### WHAT YOU NEED TO DO
Please arrange all of the data below as a two-column CSV with the header label_text,polygon, using one row per answer. Put the text preceding each answer in the first column and the answer in the second, each as one quoted field with line breaks replaced by spaces, and leave the pictures out.

--- BEGIN DATASET ENTRIES ---

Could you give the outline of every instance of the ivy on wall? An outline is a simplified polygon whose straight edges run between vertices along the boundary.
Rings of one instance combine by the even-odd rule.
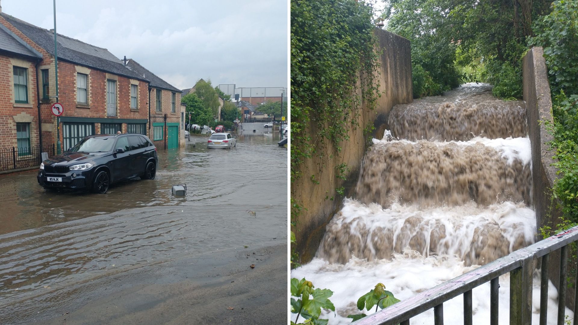
[[[302,176],[304,161],[323,156],[325,143],[340,151],[348,132],[359,126],[362,103],[376,105],[373,12],[355,0],[291,0],[292,182]],[[316,181],[315,175],[310,178]],[[292,199],[292,225],[304,208]]]

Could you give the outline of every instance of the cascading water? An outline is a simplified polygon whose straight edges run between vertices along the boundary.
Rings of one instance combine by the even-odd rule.
[[[525,108],[494,98],[491,89],[466,84],[393,108],[391,132],[374,139],[364,158],[355,199],[344,200],[313,260],[292,272],[334,291],[335,313],[322,317],[329,324],[374,312],[356,302],[377,283],[407,299],[534,242]],[[509,275],[499,283],[499,323],[506,324]],[[537,324],[540,282],[533,283]],[[489,283],[473,293],[473,323],[489,324]],[[555,324],[551,283],[549,294],[548,323]],[[446,323],[463,322],[462,304],[461,297],[444,303]],[[568,308],[566,315],[573,316]],[[433,311],[411,323],[433,324]]]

--- END DATASET ENTRIES ---

### TASK OUTPUT
label_text,polygon
"Could you give the outline of every instance of the ivy on wall? An outline is a simplified polygon whose straight edges run between vertices along the boundary. Rings of one instance combine by the even-odd rule.","[[[302,176],[304,161],[323,156],[325,143],[340,151],[348,132],[359,126],[362,103],[376,105],[373,12],[355,0],[291,0],[292,182]],[[316,181],[315,175],[310,178]],[[292,199],[292,225],[304,208]]]"
"Could you give the outline of every instance of the cascading water? An outline is a simplified polygon whose straight edges run between vertices along the boundary. Rings of one instance combine by the even-odd rule.","[[[525,108],[494,98],[491,89],[466,84],[393,108],[391,132],[374,139],[364,158],[355,199],[344,200],[313,260],[292,272],[334,291],[335,313],[322,317],[329,324],[374,312],[356,302],[377,283],[407,299],[534,242]],[[509,275],[499,283],[499,323],[506,324]],[[537,324],[540,282],[533,283]],[[489,283],[473,293],[473,323],[489,324]],[[555,324],[551,283],[549,294],[548,323]],[[446,323],[463,322],[462,304],[461,297],[444,303]],[[568,308],[566,315],[573,316]],[[433,311],[411,323],[433,324]]]"